■ WHAT THE TASK ASKS ■
The records should be copied out again with no alteration.

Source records

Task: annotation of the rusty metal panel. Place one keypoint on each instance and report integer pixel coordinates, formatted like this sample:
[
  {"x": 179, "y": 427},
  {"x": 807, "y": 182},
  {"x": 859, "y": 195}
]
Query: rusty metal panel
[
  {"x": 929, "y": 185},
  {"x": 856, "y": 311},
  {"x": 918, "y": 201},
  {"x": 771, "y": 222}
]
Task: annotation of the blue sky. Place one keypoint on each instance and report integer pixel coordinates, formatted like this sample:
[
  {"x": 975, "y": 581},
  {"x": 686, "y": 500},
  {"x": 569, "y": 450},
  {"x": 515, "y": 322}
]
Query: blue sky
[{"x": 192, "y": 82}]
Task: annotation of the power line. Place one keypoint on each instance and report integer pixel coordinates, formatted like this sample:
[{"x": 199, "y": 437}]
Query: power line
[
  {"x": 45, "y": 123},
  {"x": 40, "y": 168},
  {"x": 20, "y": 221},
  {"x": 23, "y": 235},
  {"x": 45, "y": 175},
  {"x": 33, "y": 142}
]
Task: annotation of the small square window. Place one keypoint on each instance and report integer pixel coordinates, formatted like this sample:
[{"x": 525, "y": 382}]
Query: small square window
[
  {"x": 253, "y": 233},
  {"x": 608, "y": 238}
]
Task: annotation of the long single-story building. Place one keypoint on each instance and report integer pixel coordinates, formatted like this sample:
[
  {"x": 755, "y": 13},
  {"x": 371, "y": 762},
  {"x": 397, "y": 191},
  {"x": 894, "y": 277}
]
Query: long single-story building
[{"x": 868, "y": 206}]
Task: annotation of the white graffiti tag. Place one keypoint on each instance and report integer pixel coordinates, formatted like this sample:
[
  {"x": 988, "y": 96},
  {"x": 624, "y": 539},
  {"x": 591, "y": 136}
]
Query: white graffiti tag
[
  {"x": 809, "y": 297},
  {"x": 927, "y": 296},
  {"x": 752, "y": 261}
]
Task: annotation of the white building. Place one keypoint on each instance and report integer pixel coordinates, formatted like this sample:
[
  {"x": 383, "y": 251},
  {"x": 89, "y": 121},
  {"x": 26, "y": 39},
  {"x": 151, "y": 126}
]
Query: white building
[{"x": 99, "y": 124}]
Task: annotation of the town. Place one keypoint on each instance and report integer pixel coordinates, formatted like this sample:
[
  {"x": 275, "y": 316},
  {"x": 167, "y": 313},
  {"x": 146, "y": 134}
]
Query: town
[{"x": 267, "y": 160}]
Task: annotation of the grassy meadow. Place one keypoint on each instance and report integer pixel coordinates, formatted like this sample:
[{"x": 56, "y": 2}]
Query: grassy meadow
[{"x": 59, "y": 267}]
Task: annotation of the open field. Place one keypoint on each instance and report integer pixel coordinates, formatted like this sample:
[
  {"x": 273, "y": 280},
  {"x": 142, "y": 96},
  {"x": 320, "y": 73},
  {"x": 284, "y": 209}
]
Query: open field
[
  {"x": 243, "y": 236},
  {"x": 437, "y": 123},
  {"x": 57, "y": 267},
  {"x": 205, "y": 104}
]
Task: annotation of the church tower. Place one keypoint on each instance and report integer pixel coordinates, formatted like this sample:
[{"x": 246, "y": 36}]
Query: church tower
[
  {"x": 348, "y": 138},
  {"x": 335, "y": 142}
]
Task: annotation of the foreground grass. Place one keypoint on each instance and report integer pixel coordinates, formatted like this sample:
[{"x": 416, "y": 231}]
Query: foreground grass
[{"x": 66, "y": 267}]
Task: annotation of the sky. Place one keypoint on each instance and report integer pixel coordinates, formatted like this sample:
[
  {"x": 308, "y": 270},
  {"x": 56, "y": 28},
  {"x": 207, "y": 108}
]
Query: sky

■ ANSWER BOX ■
Task: annotation of the rusty metal panel. Place one keypoint on each instance and report integer pixel coordinates, formatted like this sample:
[
  {"x": 179, "y": 427},
  {"x": 807, "y": 182},
  {"x": 859, "y": 195}
]
Query: rusty metal panel
[
  {"x": 929, "y": 185},
  {"x": 856, "y": 311},
  {"x": 918, "y": 201},
  {"x": 771, "y": 222}
]
Task: annotation of the blue sky. Place one keypoint on each instance and report integer pixel coordinates, formatted like this sample:
[
  {"x": 975, "y": 581},
  {"x": 686, "y": 500},
  {"x": 569, "y": 450},
  {"x": 515, "y": 322}
]
Query: blue sky
[{"x": 192, "y": 82}]
Task: annotation of the power line. Place one keypoint on each instance and report integer pixel coordinates, formatted like this sample:
[{"x": 199, "y": 437}]
Query: power line
[
  {"x": 45, "y": 123},
  {"x": 40, "y": 168},
  {"x": 20, "y": 221},
  {"x": 23, "y": 235},
  {"x": 45, "y": 175},
  {"x": 33, "y": 142}
]
Task: annotation of the small square window. Place one keypoint on each instance and report integer pixel coordinates, formatted like this sample:
[{"x": 525, "y": 382}]
Query: small square window
[
  {"x": 253, "y": 233},
  {"x": 608, "y": 238}
]
Task: annotation of the long single-story building. Place one keypoint on each instance and report integer pixel coordinates, formatted like this sample:
[
  {"x": 755, "y": 13},
  {"x": 371, "y": 762},
  {"x": 397, "y": 191},
  {"x": 894, "y": 277}
]
Query: long single-story building
[{"x": 868, "y": 206}]
Task: annotation of the white graffiti tag. Place one keypoint on each instance and report integer pixel coordinates, formatted like this sample:
[
  {"x": 988, "y": 96},
  {"x": 624, "y": 539},
  {"x": 591, "y": 136}
]
Query: white graffiti tag
[
  {"x": 809, "y": 297},
  {"x": 927, "y": 296},
  {"x": 752, "y": 261}
]
Task: annotation of the white building. Place one keypoint on each instance and report integer pixel coordinates, formatted like this sample:
[
  {"x": 383, "y": 251},
  {"x": 89, "y": 121},
  {"x": 26, "y": 39},
  {"x": 151, "y": 126}
]
Query: white building
[{"x": 99, "y": 124}]
Task: annotation of the town. Place one keypoint on each instance and report integer pixel coordinates, formatted like this sample:
[
  {"x": 275, "y": 316},
  {"x": 167, "y": 313},
  {"x": 146, "y": 134}
]
Query: town
[{"x": 267, "y": 160}]
Task: annotation of the grassy meadow. Place one keypoint on each instance and report integer pixel coordinates, formatted like this sample:
[{"x": 56, "y": 2}]
Query: grassy meadow
[{"x": 59, "y": 267}]
Task: annotation of the open field. Place one keypoint on each instance and report integer pixel coordinates, formatted like this sample:
[
  {"x": 273, "y": 280},
  {"x": 142, "y": 96},
  {"x": 320, "y": 73},
  {"x": 284, "y": 209}
]
Query: open field
[
  {"x": 243, "y": 236},
  {"x": 437, "y": 123},
  {"x": 57, "y": 267},
  {"x": 205, "y": 104}
]
Task: annotation of the church tower. Place one keypoint on each instance and report integer pixel coordinates, formatted like this sample:
[{"x": 246, "y": 36}]
Query: church tower
[
  {"x": 348, "y": 138},
  {"x": 335, "y": 142}
]
Task: annotation of the foreground grass. Place one keypoint on each instance and report integer pixel coordinates, formatted like this sample:
[{"x": 416, "y": 231}]
Query: foreground grass
[{"x": 66, "y": 267}]
Task: annotation of the sky. Place one keypoint on each instance and report integer pixel coordinates, formatted like this sample:
[
  {"x": 308, "y": 270},
  {"x": 56, "y": 28},
  {"x": 207, "y": 108}
]
Query: sky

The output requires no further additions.